— Start of MATERIAL PROVIDED —
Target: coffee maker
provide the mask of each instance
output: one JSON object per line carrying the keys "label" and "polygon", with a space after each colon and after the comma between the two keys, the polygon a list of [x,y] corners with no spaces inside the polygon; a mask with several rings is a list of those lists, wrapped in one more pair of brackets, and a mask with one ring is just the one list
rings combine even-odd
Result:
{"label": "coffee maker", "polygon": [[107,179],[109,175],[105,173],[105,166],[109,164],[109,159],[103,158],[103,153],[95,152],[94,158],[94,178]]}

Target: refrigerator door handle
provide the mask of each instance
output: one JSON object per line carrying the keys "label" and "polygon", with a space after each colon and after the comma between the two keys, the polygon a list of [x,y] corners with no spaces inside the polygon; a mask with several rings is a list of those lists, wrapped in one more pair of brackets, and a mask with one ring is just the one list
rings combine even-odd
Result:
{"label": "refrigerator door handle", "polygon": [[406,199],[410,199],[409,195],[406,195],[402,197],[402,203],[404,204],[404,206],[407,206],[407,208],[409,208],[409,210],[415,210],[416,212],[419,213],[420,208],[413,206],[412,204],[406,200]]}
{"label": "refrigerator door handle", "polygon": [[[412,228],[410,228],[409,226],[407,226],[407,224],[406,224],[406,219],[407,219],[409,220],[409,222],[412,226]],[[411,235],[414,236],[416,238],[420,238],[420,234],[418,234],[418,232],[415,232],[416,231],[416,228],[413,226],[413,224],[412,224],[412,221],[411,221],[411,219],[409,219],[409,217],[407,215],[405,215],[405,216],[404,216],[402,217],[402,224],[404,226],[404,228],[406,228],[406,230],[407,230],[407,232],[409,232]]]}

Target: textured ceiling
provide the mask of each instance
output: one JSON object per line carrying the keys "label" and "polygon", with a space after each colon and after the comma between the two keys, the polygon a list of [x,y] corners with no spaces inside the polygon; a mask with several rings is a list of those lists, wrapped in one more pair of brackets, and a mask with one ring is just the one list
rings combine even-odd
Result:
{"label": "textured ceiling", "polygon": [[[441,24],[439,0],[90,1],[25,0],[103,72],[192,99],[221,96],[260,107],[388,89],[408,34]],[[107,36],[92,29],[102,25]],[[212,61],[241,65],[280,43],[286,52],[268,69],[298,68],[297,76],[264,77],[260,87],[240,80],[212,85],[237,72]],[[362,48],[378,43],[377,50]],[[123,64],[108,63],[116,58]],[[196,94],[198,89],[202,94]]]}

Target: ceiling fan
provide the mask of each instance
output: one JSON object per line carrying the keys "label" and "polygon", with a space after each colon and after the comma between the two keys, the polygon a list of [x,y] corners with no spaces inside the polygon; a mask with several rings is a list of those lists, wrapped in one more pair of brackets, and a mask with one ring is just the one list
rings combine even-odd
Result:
— End of MATERIAL PROVIDED —
YOUR OBJECTIVE — Gather every line in the listing above that contains the word "ceiling".

SOLUTION TO THIS TASK —
Target: textured ceiling
{"label": "textured ceiling", "polygon": [[[441,24],[439,0],[90,1],[25,0],[103,72],[192,99],[221,96],[260,107],[388,89],[408,34]],[[107,36],[92,29],[102,25]],[[212,61],[241,65],[280,43],[286,52],[268,69],[298,68],[297,76],[264,77],[260,87],[240,80],[212,85],[237,72]],[[362,48],[378,43],[377,50]],[[123,64],[108,63],[116,58]],[[196,94],[198,89],[202,94]]]}
Target: ceiling fan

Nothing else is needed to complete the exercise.